→ **LISTA DE DADOS**
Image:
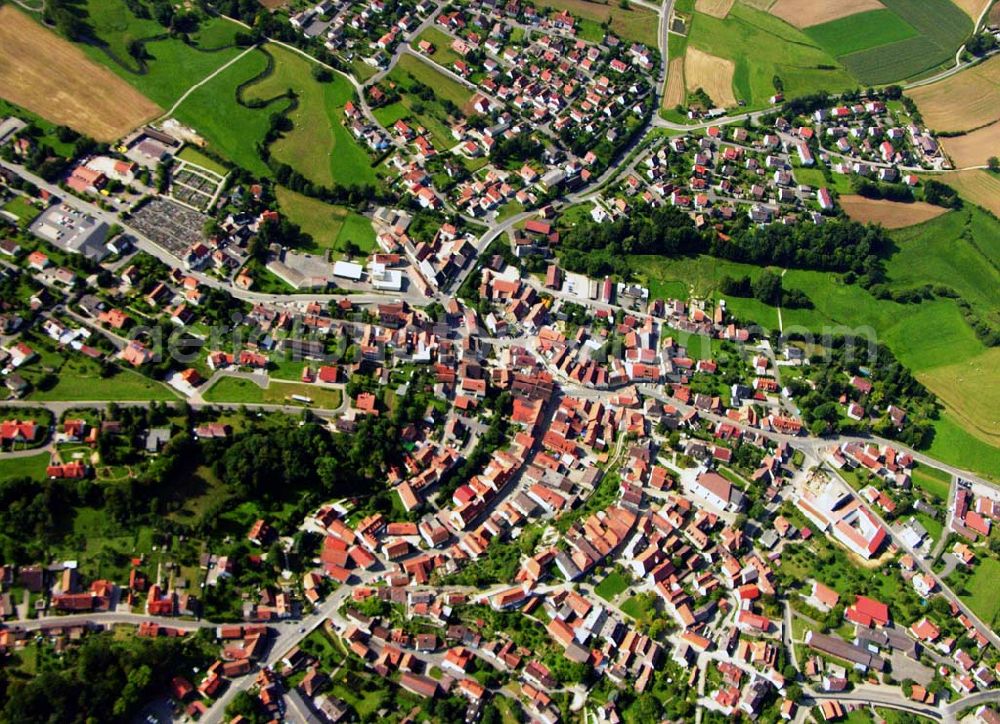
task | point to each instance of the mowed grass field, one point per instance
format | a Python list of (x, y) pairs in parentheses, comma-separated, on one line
[(632, 23), (230, 129), (762, 46), (125, 386), (978, 186), (53, 78), (804, 13), (319, 146), (172, 66), (961, 250), (941, 26), (861, 31), (31, 466), (241, 391), (975, 148), (982, 587), (964, 101), (329, 226), (432, 116)]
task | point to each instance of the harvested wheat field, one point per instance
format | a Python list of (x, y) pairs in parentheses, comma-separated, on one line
[(805, 13), (980, 187), (673, 94), (973, 149), (890, 214), (714, 75), (966, 100), (715, 8), (973, 8), (53, 78)]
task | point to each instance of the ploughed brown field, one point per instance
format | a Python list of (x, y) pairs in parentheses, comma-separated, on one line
[(891, 214), (805, 13), (713, 74), (53, 78)]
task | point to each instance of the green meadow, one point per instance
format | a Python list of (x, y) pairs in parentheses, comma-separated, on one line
[(330, 226), (318, 145), (162, 80), (860, 31)]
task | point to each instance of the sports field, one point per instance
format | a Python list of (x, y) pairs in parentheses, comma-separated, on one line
[(964, 101), (890, 214), (53, 78)]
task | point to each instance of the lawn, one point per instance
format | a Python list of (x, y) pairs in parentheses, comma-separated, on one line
[(641, 607), (193, 155), (860, 32), (330, 226), (23, 209), (633, 23), (243, 391), (32, 466), (319, 146), (932, 480), (430, 114), (762, 47), (982, 587), (87, 385), (613, 584), (443, 54), (444, 87)]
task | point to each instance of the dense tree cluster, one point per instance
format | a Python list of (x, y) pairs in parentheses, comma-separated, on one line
[(892, 384), (105, 679)]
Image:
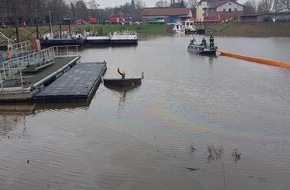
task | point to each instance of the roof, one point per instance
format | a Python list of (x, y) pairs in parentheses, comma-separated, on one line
[(219, 3), (165, 11)]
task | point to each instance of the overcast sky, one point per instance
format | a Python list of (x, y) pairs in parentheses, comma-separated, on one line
[(114, 3)]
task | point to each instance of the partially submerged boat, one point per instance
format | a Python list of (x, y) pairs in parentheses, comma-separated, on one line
[(201, 48), (124, 38), (123, 82)]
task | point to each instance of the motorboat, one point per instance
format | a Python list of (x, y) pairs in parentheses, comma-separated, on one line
[(189, 27), (123, 82), (201, 48)]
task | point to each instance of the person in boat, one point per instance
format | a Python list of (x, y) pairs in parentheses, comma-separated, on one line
[(211, 42), (203, 42)]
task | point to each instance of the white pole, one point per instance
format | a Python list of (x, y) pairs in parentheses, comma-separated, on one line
[(49, 14)]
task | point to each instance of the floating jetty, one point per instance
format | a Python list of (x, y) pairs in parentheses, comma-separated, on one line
[(76, 85), (54, 74)]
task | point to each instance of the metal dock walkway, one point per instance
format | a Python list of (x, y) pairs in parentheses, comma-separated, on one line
[(76, 85)]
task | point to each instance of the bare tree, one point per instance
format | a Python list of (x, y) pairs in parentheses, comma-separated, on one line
[(191, 3), (250, 7), (162, 3), (265, 6)]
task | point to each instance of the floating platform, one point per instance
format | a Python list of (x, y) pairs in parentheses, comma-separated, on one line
[(61, 41), (127, 82), (76, 85), (13, 91)]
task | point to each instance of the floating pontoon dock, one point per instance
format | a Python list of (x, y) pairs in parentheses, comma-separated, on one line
[(77, 84)]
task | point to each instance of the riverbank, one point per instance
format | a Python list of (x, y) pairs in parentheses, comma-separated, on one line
[(280, 29), (218, 29)]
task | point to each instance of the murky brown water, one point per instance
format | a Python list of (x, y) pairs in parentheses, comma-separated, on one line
[(167, 133)]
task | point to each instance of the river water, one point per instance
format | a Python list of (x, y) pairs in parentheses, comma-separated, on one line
[(177, 130)]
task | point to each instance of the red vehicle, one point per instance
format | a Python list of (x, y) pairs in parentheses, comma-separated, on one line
[(93, 21), (81, 22)]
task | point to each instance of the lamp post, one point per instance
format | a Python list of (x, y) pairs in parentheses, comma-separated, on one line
[(49, 15)]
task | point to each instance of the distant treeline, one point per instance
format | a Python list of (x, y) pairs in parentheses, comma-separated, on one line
[(41, 12)]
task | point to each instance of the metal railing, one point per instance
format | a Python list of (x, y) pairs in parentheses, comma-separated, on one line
[(12, 68)]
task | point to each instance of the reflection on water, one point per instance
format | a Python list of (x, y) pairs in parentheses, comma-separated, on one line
[(178, 130)]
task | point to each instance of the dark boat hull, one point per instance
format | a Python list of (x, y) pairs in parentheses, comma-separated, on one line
[(208, 52), (124, 42), (130, 82)]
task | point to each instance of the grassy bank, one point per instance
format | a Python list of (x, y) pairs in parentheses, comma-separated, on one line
[(225, 29), (29, 33)]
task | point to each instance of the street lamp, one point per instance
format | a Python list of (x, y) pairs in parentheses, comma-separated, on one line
[(49, 15)]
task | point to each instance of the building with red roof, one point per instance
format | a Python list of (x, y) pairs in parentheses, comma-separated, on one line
[(168, 15)]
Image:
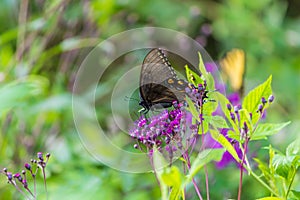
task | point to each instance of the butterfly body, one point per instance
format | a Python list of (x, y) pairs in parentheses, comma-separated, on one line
[(159, 84)]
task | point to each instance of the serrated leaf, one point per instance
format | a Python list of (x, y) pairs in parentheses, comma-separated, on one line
[(296, 193), (216, 121), (205, 128), (223, 101), (225, 143), (202, 159), (263, 168), (253, 99), (172, 178), (293, 148), (233, 135), (267, 129), (192, 109), (245, 117), (282, 165), (202, 66)]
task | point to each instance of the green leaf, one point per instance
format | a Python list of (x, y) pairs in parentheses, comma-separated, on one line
[(225, 143), (205, 127), (216, 121), (293, 148), (172, 178), (267, 129), (263, 168), (206, 75), (193, 77), (192, 109), (233, 135), (282, 165), (223, 101), (202, 67), (253, 99), (296, 193), (202, 159)]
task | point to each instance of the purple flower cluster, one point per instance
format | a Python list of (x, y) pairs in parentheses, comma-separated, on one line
[(159, 130), (21, 178)]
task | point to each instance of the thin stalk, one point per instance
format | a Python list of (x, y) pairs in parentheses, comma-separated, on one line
[(290, 185), (202, 139), (242, 169), (186, 157)]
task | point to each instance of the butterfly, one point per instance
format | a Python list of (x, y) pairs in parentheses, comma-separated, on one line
[(159, 84), (233, 67)]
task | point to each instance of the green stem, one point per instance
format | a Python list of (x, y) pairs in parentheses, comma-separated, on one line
[(263, 183)]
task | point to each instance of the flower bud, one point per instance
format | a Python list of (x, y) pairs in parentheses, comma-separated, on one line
[(263, 100), (271, 98), (229, 107)]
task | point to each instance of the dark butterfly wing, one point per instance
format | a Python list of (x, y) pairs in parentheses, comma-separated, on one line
[(158, 81)]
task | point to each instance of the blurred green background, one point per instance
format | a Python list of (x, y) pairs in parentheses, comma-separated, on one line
[(42, 44)]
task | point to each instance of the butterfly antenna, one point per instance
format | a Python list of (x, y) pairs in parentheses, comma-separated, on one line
[(131, 99)]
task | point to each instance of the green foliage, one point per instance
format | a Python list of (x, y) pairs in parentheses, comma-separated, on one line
[(282, 170), (264, 130), (40, 55), (253, 99)]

→ **O QUE SE PEDE**
Pode reproduzir todas as entradas acima, linha por linha e sem mudar uma vírgula, deixando as imagens de fora da resposta?

→ **RESOLUÇÃO**
Image:
task | point to each instance of the mowed grass field, one point per instance
format | a Python list of (x, y) pairs in parentheses, comma-separated, on one line
[(632, 23), (230, 129), (762, 46), (125, 386), (978, 186), (53, 78), (804, 13), (319, 146), (172, 66), (961, 250), (941, 26), (861, 31), (31, 466), (241, 391), (975, 148), (982, 587), (964, 101), (329, 226), (432, 116)]
task | point to each instance of the harvested wheat field, one point per instance
format | a Python list of (x, y) pairs in parentheses, comma-separated, on one line
[(805, 13), (980, 187), (673, 94), (973, 149), (890, 214), (714, 75), (966, 100), (715, 8), (973, 8), (53, 78)]
task | point to each instance of the ploughed brown field, one point per instance
format | a Python list of (x, y) pairs in parentheses, comma-separated, on one line
[(891, 214), (805, 13), (713, 74), (53, 78)]
task | point to each instance of the green meadow, one point per instance
format | a Python list of (x, y) pairs in parentheses, comma-separated, on one line
[(330, 226), (318, 145), (162, 80), (860, 31)]
task | point to each instance of the sports field, one point per instance
format | a Python list of (x, y) pairs in parentheses, comma-separated, on one line
[(964, 101), (890, 214), (53, 78)]
task | point to each instance of the lawn, one point per instance
format | a Python list of (x, y) pairs in parentheses, comma-separated, on one line
[(641, 607), (193, 155), (860, 32), (330, 226), (23, 209), (633, 23), (243, 391), (32, 466), (319, 146), (932, 480), (430, 114), (762, 47), (982, 587), (87, 385), (613, 584), (443, 54), (444, 87)]
task | point to each instance of the dense tree cluster, one point per instance
format | a Python list of (x, y) pairs in parentheses, comma-separated, on one line
[(892, 384), (105, 679)]
Image:
task | point to each instance of the roof, one point per instance
format | a Python list of (x, y) pairs in parentheses, comma-separated, on one line
[(219, 3), (165, 11)]
task | point to each instance of the overcast sky, one point per instance
format | a Python list of (x, y) pairs in parentheses, comma-separated, on one line
[(114, 3)]
task | point to each instance of the partially submerged boat, one point per instance
format | a Python list of (x, y) pairs in parentheses, comma-separated, on one line
[(201, 48), (124, 38), (123, 82)]
task | point to each instance of the motorboat, one point per instance
format | a Python list of (x, y) pairs in parentheses, comma-separated, on one line
[(189, 27), (123, 82), (201, 48)]
task | point to each instance of the person in boat, one point per instance
format | a Python list of (x, y) pairs in parentheses, comma-separated, on one line
[(211, 42), (203, 42)]
task | point to each instance of the white pole, one point per instance
format | a Python list of (x, y) pairs in parentheses, comma-separated, on one line
[(49, 14)]
task | point to each instance of the floating jetty, one point per instance
format | a Python list of (x, y) pairs in parentheses, comma-separated, on one line
[(76, 85), (54, 74)]
task | point to each instance of the metal dock walkway, one point per instance
format | a Python list of (x, y) pairs in parentheses, comma-separated, on one line
[(76, 85)]
task | point to each instance of the bare tree, one point per instance
format | a Python list of (x, y) pairs in parentheses, comma-separated, on one line
[(191, 3), (250, 7), (162, 3), (265, 6)]
task | point to each instance of the floating platform, one point per instance
format | a Python list of (x, y) pairs in parentheses, comma-separated, on one line
[(61, 41), (127, 82), (76, 85), (13, 91)]
task | point to each instance of the floating pontoon dock, one point per instance
format | a Python list of (x, y) pairs in parentheses, comma-separated, on one line
[(77, 84)]
task | point to each instance of the riverbank, one point per instance
format | a Python list of (x, y) pairs in parentheses, comma-separated, on one line
[(280, 29), (218, 29)]
task | point to each instance of the murky brown water, one point per instance
format | a Python list of (x, y) pairs in parentheses, comma-separated, on one line
[(167, 133)]
task | point to each instance of the river water, one point per instance
format | a Python list of (x, y) pairs in parentheses, comma-separated, on one line
[(177, 130)]
task | point to each instance of the red vehicle, one point per instance
format | a Python list of (x, y) pairs in parentheses, comma-separated, on one line
[(93, 21), (81, 22)]
task | point to each instance of the lamp post, one point per instance
format | a Python list of (x, y) pairs in parentheses, comma-separated, on one line
[(49, 15)]
task | point to each instance of the distant treeline, one point per instance
format | a Python list of (x, y) pairs in parentheses, comma-separated, on one line
[(41, 12)]
task | point to each instance of the metal railing, one point per instance
format | a Python list of (x, y) pairs in parentheses, comma-separated, on one line
[(12, 68)]
task | point to each instance of the reflection on water, one point per instance
format | a Python list of (x, y) pairs in parentheses, comma-separated, on one line
[(178, 130)]
task | point to each instance of the dark boat hull, one point per instance
format | a Python list of (x, y) pairs in parentheses, comma-separated, on one line
[(208, 52), (124, 42), (130, 82)]
task | point to each instance of the grassy bank, one point per instance
format | a Python list of (x, y) pairs in parentheses, comma-separated, on one line
[(225, 29), (29, 33)]
task | point to each instance of the street lamp, one point per instance
format | a Python list of (x, y) pairs in parentheses, comma-separated, on one line
[(49, 15)]
task | point to each instance of the building with red roof, one point per instance
format | a Python list of (x, y) pairs in parentheses, comma-separated, on one line
[(168, 15)]
Image:
task | point to each instance of the butterfly body, one point per instance
format | a Python list of (x, y) pairs in parentheses, comma-separated, on one line
[(159, 84)]
task | point to each instance of the serrated leaf, one point per instance
format | a Python list of (x, y) pairs in parentheses, comma-separated, on one line
[(296, 193), (216, 121), (205, 128), (223, 101), (225, 143), (202, 159), (263, 168), (253, 99), (172, 178), (293, 148), (233, 135), (267, 129), (192, 109), (245, 117), (282, 165), (202, 66)]
task | point to each instance of the green leaf, one point per instance
format | a Python list of (x, y) pairs in parentheses, comma-separated, on one line
[(225, 143), (205, 127), (216, 121), (293, 148), (172, 178), (267, 129), (263, 168), (206, 75), (193, 77), (192, 109), (233, 135), (282, 165), (223, 101), (202, 67), (253, 99), (296, 193), (202, 159)]
task | point to each instance of the purple flower cluster, one point per instance
format | a Python list of (x, y) pairs in parentheses, comma-separated, on one line
[(159, 130), (21, 178)]
task | point to each instance of the thin stalk, one point per instance
format | a Python list of (x, y) pairs in parentheses, comma-separated, on one line
[(290, 185), (202, 139), (242, 169), (186, 157)]
task | point to each instance of the butterfly, one point per instance
format | a Python list of (x, y) pairs in parentheses, comma-separated, on one line
[(159, 84), (233, 67)]
task | point to each instance of the green stem, one point per instance
format | a Python list of (x, y) pairs in parentheses, comma-separated, on one line
[(263, 183)]
task | point to each instance of the flower bud, one point per instance
format | a Python list of (x, y) pairs in parentheses, comma-separated, on one line
[(263, 100), (271, 98), (229, 107)]
task | point to each instance of the dark butterfly wing, one point per instance
format | a Python list of (x, y) pairs in parentheses, comma-separated, on one line
[(158, 81)]
task | point to each instance of the blurred green background, one point per instance
format | a Python list of (x, y) pairs in parentheses, comma-separated, on one line
[(42, 44)]
task | point to each instance of the butterfly antenna, one point per instance
format | a Python list of (x, y) pairs in parentheses, comma-separated, on one line
[(131, 99)]
task | point to each instance of the green foliage, one point per instance
format | a Python list of (x, y) pairs in parentheses, comma-separated, on one line
[(282, 170), (264, 130), (40, 55), (253, 99)]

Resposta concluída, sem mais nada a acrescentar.